YOUR TASKS ▸
A – From the passage on Deferred Prosecution Agreements, list each feature of the economic environment that the spokesman says the Justice Department has been trying to create.
B – Summarize the passage on Deferred Prosecution Agreements in two sentences.
C – Carry on the passage on Deferred Prosecution Agreements from its final sentence.

This Week In The News
This week, the NYT reported on the Justice Department's practice of pursuing Deferred Prosecution Agreements (DPAs) with corporate wrongdoers instead of pursuing criminal prosecutions. Under a DPA, alleged corporate villains agree to pay a fine and be monitored by a third party. In exchange, the corporation avoids defending themselves in a court of law, and keeps the details of the allged wrongdoing secret. Moreover, DPAs can be lucrative for the select few law firms and consultants who are chosen by the government as monitors. Former Attorney General John Ashcroft's consulting company has made over $52 million monitoring a medical device company under a DPA. Asked why, in a world of Enron, Worldcomm and Bear Stearns, the government is shying away from prosecuting white collar crime, DOJ spokesman Sal Mineo noted, "For decades we have been trying to create a economic environment marked by low regulation, low taxes, low wages and little oversight. Some of that we accomplished by changing the law, but some of it we accomplish by just not enforcing the law. We call it, 'Operation Gangsta Paradise.' Asked if the DOJ would extend its philosophy of lax enforcement to drug crime or other street crime, a DOJ spokesman said, "Why no. That would be crazy."

DATA SEGMENT ▸
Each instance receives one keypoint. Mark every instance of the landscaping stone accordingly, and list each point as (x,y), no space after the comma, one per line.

ANSWERS FOR THE TASKS ▸
A –
low regulation
low taxes
low wages
little oversight

B – According to the passage, the Justice Department has been making Deferred Prosecution Agreements with corporations instead of prosecuting them, so that a corporation pays a fine, accepts a third-party monitor, avoids court, and keeps the details of the alleged wrongdoing secret, while a few chosen monitors, such as John Ashcroft's consulting company, earn large sums. A DOJ spokesman is quoted as attributing this to a decades-long effort to create an economy with low regulation, taxes, wages, and oversight partly by not enforcing the law, and another spokesman says that extending such lax enforcement to drug or street crime would be crazy.

C –
This week, Sen. John McCain took his campaign to Westport,, CN and promised to wipe out the budget deficit by lowering taxes and growing the economy like his idol former President Ronald Reagan. Sen. McCain failed to mention that President Reagan actually tripled the federal budget deficit through a mix of tax cuts and increased military spending. Contacted for comment, a McCain aide quickly cleaned up the record, "As with any other Republican politician, the Senator was referring to the Mythical Reagan who created a healthy economy, balanced budgets, stared down the Soviets and made us all happy and giddy. He was not referring to the Actual Reagan who funded terrorists in Nicaragua, tripled the deficit, and started the largest expansion in wealth inequality since the Gilded Age.' Asked how the public could detect whether the Senator was talking about the Mythical Reagan or the Actual Reagan, the spokeman advised, "If his eyers tear up a little, assume the former."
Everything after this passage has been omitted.